◆ What this exercise asks ◆
#1 Using the passage about limits on what the Supreme Court will review, answer the following:
(a) Which opinion from July is given as an example of the court choosing not to follow its general limits?
(b) Which rule says the court normally will not consider an issue the petitioner failed to timely raise in the Court of Appeal?
(c) According to rule 8.516(b)(1), which issues may the court decide?
#2 Extend the passage about the Supreme Court's limits on reviewing issues, beginning right after its final sentence.

◆ Excerpt provided ◆
▼
Court rules provide several limits on what the Supreme Court will consider in cases it has chosen to decide. However, those constraints don’t handcuff the court. They’re general limits that the court can and will sometimes choose not to follow. As it did in July’s County of Santa Clara v. Superior Court (2023) 14 Cal.5th 1034 opinion.

Rule 8.500(c)(1) provides, “As a policy matter, on petition for review the Supreme Court normally will not consider an issue that the petitioner failed to timely raise in the Court of Appeal.” In County of Santa Clara, the court turned down a request to invoke the policy of ignoring certain arguments not raised below by hospitals who lost in the Court of Appeal.

First, the court said the arguments were raised in the petition for review and it cited rule 8.516(b)(1), which says the court “may decide any issues that are raised or fairly included in the petition.” (14 Cal.5th at p. 1046, fn. 5.) The court continued, “Moreover, ‘[i]n a number of cases, this court has decided issues raised for the first time before us, where those issues were pure questions of law, not turning upon disputed facts, and were pertinent to a proper disposition of the cause or involved matters of particular public importance.’ [Citations.] Assuming that the Hospitals did not specifically raise these arguments in the courts below, we exercise our discretion to address them.” (Ibid.)
▲
◆ Data block ◆
▼
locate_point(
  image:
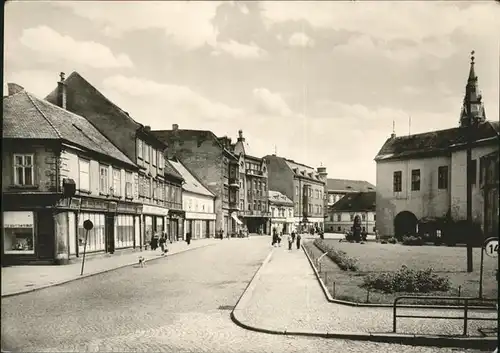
▲
◆ Responses by task ◆
#1
(a) County of Santa Clara v. Superior Court (2023) 14 Cal.5th 1034.
(b) Rule 8.500(c)(1).
(c) Any issues that are raised or fairly included in the petition.

#2
Horvitz & Levy represented the hospitals in the Supreme Court, but didn’t become counsel until it filed the petition of review.

There are other policies that might — but need not — limit the scope of Supreme Court review.  Rule 8.500(c)(2) provides that “as a policy matter the Supreme Court normally will accept the Court of Appeal opinion’s statement of the issues and facts unless the party has called the Court of Appeal’s attention to any alleged omission or misstatement of an issue or fact in a petition for rehearing.” (See: Just the facts in the Supreme Court, again.) Also, the court normally will avoid issues not raised in a case’s petition for review (see: The delicate balance of choosing how many issues to raise in a petition for review) or in the answer to a petition (see: Taking issue with your answer to petition for review).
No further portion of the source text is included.